What the task requires:
Once you have checked each line below for the word "query", give the number of lines that have it and nothing further.

Exercise material:
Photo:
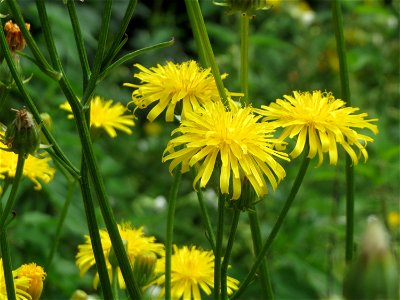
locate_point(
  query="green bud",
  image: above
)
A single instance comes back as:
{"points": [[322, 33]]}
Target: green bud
{"points": [[374, 273], [23, 134], [144, 267]]}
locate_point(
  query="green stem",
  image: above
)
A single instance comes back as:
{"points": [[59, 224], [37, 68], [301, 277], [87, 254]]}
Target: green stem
{"points": [[244, 57], [61, 219], [228, 251], [170, 231], [7, 265], [94, 234], [29, 102], [206, 218], [218, 246], [266, 288], [5, 253], [295, 188], [345, 94], [200, 30], [98, 59], [79, 42]]}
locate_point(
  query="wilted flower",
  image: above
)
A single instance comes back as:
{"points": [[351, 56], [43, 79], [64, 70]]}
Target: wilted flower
{"points": [[136, 243], [192, 270], [107, 115], [321, 121], [234, 140]]}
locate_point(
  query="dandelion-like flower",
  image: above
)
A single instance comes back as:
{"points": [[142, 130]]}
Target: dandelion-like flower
{"points": [[107, 115], [35, 168], [192, 270], [321, 121], [36, 275], [136, 243], [234, 140], [20, 284], [171, 84]]}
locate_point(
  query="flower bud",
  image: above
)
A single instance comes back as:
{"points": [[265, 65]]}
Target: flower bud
{"points": [[23, 134], [374, 273], [144, 267]]}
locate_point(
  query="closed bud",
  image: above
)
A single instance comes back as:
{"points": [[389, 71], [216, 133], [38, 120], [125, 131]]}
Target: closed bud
{"points": [[23, 134], [144, 267], [374, 273]]}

Response to the exercise:
6